[Entries from a dataset]

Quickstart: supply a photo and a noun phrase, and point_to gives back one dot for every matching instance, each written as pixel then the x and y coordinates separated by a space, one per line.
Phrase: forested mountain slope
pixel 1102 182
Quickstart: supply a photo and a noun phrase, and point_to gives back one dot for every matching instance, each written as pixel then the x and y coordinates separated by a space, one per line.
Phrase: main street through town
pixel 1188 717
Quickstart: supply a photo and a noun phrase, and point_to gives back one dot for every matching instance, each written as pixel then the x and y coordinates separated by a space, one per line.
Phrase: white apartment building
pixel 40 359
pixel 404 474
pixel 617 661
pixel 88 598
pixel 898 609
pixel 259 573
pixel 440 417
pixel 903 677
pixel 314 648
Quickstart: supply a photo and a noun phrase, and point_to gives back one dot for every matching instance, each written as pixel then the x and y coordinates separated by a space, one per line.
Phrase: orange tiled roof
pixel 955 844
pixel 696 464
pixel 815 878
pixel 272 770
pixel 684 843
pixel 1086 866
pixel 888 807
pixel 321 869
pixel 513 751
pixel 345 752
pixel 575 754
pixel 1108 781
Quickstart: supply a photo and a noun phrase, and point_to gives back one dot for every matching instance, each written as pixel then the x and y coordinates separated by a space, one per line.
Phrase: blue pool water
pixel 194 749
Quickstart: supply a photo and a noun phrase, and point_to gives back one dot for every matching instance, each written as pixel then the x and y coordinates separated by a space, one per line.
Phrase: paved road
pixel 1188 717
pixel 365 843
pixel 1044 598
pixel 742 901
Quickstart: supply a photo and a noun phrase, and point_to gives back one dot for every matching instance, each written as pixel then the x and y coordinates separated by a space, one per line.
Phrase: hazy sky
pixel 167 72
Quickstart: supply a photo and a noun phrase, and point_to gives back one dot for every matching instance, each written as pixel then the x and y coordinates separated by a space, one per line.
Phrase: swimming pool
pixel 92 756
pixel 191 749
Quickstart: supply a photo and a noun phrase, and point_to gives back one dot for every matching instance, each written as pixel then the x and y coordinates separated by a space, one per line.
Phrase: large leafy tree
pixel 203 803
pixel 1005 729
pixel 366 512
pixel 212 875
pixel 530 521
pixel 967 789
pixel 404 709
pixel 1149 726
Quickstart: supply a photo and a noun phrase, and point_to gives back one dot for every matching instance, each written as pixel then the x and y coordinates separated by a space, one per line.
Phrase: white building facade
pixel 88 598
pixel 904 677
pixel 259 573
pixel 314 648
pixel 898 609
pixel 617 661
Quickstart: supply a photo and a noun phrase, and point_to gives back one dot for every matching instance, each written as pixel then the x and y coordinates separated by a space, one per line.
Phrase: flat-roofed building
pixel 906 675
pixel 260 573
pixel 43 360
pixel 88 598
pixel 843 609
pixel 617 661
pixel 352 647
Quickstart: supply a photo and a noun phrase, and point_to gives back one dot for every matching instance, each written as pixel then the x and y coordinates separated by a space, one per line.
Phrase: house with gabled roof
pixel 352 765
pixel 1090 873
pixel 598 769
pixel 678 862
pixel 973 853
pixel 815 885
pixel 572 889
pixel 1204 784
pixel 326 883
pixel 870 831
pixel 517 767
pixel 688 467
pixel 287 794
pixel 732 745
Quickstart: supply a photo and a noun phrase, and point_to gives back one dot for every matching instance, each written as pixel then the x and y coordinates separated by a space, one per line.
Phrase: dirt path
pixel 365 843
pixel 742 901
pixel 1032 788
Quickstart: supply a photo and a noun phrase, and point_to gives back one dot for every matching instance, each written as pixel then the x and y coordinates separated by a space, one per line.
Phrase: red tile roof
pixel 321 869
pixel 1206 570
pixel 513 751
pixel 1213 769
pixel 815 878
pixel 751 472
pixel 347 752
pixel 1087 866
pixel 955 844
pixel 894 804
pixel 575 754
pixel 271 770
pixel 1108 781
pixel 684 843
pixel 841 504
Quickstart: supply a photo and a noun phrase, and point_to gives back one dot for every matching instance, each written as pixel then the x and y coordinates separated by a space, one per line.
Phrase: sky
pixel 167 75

Exercise: Return the listing above in its exact form.

Finished task:
Quickstart: supply a photo and a noun phrase, and point_to gives back one dot for every matching instance, each written as pixel then the x and y coordinates separated by a space, one per line.
Phrase: forested mountain slope
pixel 1102 182
Quickstart: supply a photo and a noun phrase, and point_to gives back one dot for every matching instance, each written as pixel then the x and y coordinates separated by a space, one per line.
Phrase: main street through town
pixel 1188 717
Quickstart: supply a photo and a noun phrase, and point_to gives back one dot for every matching instance, each written as pixel then the x and y coordinates separated by a space, one per line.
Phrase: white apartment building
pixel 40 359
pixel 404 474
pixel 617 661
pixel 88 598
pixel 898 609
pixel 259 573
pixel 440 417
pixel 903 677
pixel 314 648
Quickstart: supply a photo and a noun phrase, and point_to gives back one dot for every matching instance, each written as pixel then the x and y coordinates separated by a space, one per line.
Phrase: orange tiled roof
pixel 955 844
pixel 696 464
pixel 815 878
pixel 272 770
pixel 684 843
pixel 1086 866
pixel 888 807
pixel 321 869
pixel 513 751
pixel 345 752
pixel 575 754
pixel 1108 781
Quickstart: supply a photo and a noun phrase, and point_to gives back one dot for every matching instance, each written as pixel then the x and y coordinates separated by a space, one per line.
Phrase: blue pool water
pixel 194 749
Quickstart: supply a photo and a noun phrase, and point_to gives back one dot for every matching instance, each written as pixel then the x and y coordinates separated by a space, one per line.
Phrase: paved road
pixel 1188 717
pixel 365 843
pixel 1044 598
pixel 742 901
Quickstart: supply a photo and a noun phrase, and point_to gives back one dot for every matching instance, each written as pixel then the x and y coordinates separated by a space, one per line.
Phrase: hazy sky
pixel 167 72
Quickstart: supply a photo and a noun phrase, and point_to gives back one dot for every matching instance, each written as pixel then the x and y coordinates separated by a space, one per line.
Phrase: swimming pool
pixel 92 756
pixel 191 749
Quickstart: supply a photo and a noun phrase, and point_to gives back one dot for every matching instance, each written as pixel then the x and y coordinates separated by a space, one per line.
Phrase: large leafy tree
pixel 203 803
pixel 1005 729
pixel 366 512
pixel 212 875
pixel 530 521
pixel 967 789
pixel 404 709
pixel 1149 726
Quickstart: supply a photo and a noun phrase, and point_to gives back one dot for every matching instance, each written as pixel then the x and y coordinates separated by a space, one per line.
Phrase: white building facade
pixel 88 598
pixel 904 677
pixel 259 573
pixel 314 648
pixel 898 609
pixel 617 661
Quickstart: supply a photo and a noun phrase, and point_to gives back one dot for every matching instance, each written as pixel then the x and y coordinates separated by a space, one per line.
Phrase: flat-roofed building
pixel 906 675
pixel 260 573
pixel 43 360
pixel 88 598
pixel 843 609
pixel 617 661
pixel 352 647
Quickstart: supply a photo and a noun phrase, and point_to gives back one dot for every matching instance, each written as pixel then the x and y coordinates separated by a space, one per line.
Phrase: house with gabled roof
pixel 352 765
pixel 1090 873
pixel 598 769
pixel 678 862
pixel 973 853
pixel 815 885
pixel 572 889
pixel 1204 784
pixel 326 883
pixel 870 831
pixel 517 767
pixel 688 467
pixel 287 794
pixel 732 745
Quickstart: supply a photo and a noun phrase, and point_to gives back one dot for every matching instance, each written as pixel then the x and y coordinates separated by a space, one per line.
Phrase: dirt path
pixel 365 843
pixel 742 901
pixel 1032 788
Quickstart: supply a photo and a noun phrase, and point_to gives back one dot for every matching instance, each written as pixel then the x and y coordinates separated by a space, one per line.
Phrase: red tile roof
pixel 321 869
pixel 1206 570
pixel 513 751
pixel 1213 769
pixel 815 878
pixel 751 472
pixel 347 752
pixel 1087 866
pixel 955 844
pixel 894 804
pixel 575 754
pixel 271 770
pixel 1108 781
pixel 684 843
pixel 841 504
Quickstart: supply a photo and a noun phrase, and point_to gives back one dot for every matching instance, each written as pixel then the x and y coordinates separated by a space, one per line.
Phrase: sky
pixel 167 75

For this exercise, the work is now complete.